PASSAGE SHOWN:
○ ○ ○

The Ben Luc – Long Thanh Expressway, is an expressway under construction in Ho Chi Minh City, Long An province and Đồng Nai province, Vietnam, most of the route is part of Ho Chi Minh City Ring Road 3 (stretch of Mỹ Yên – Vĩnh Thanh)

The expressway has a length of 58 km, of which 20 km is over bridges. It was approved in 2010 with an investment value of VND 31,320 billion (US$1.5 billion), partially funded by a US$636 million Asian Development Bank loan and a VND 10,500 billion (US$450 million) JICA loan. Construction started in 2014, but was delayed due to funding issues. The route includes two large cable-stayed bridges. Construction of the two bridges was suspended since July 2018 due to funding issues over a US$70 million budget overrun. This has delayed the planned completion date from 2018 to 2023, as of July 2022 next completion date is given 3rd Quarter 2025.

== Bình Khánh bridge ==

Bình Khánh bridge has a total length of 2,764 meters and a main span of 375 meters.

== Phước Khánh bridge ==

Phước Khánh bridge has a total length of 3,186 meters and a main span of 300 meters. It is constructed by the Sumitomo - Cienco4 joint venture.

○ ○ ○

TASK LIST:
[1] Reproduce the expressway passage word for word, from "The expressway has" up to and including "of 375 meters.".
[2] According to the expressway passage, what is the main span of Bình Khánh bridge?
The lines that come after this have nothing to do with what you are asked to do.

○ ○ ○

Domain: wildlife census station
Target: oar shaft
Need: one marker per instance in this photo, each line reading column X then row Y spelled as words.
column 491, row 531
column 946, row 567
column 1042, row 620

○ ○ ○

TASK SOLUTIONS:
[1]
The expressway has a length of 58 km, of which 20 km is over bridges. It was approved in 2010 with an investment value of VND 31,320 billion (US$1.5 billion), partially funded by a US$636 million Asian Development Bank loan and a VND 10,500 billion (US$450 million) JICA loan. Construction started in 2014, but was delayed due to funding issues. The route includes two large cable-stayed bridges. Construction of the two bridges was suspended since July 2018 due to funding issues over a US$70 million budget overrun. This has delayed the planned completion date from 2018 to 2023, as of July 2022 next completion date is given 3rd Quarter 2025.

== Bình Khánh bridge ==

Bình Khánh bridge has a total length of 2,764 meters and a main span of 375 meters.

[2] 375 meters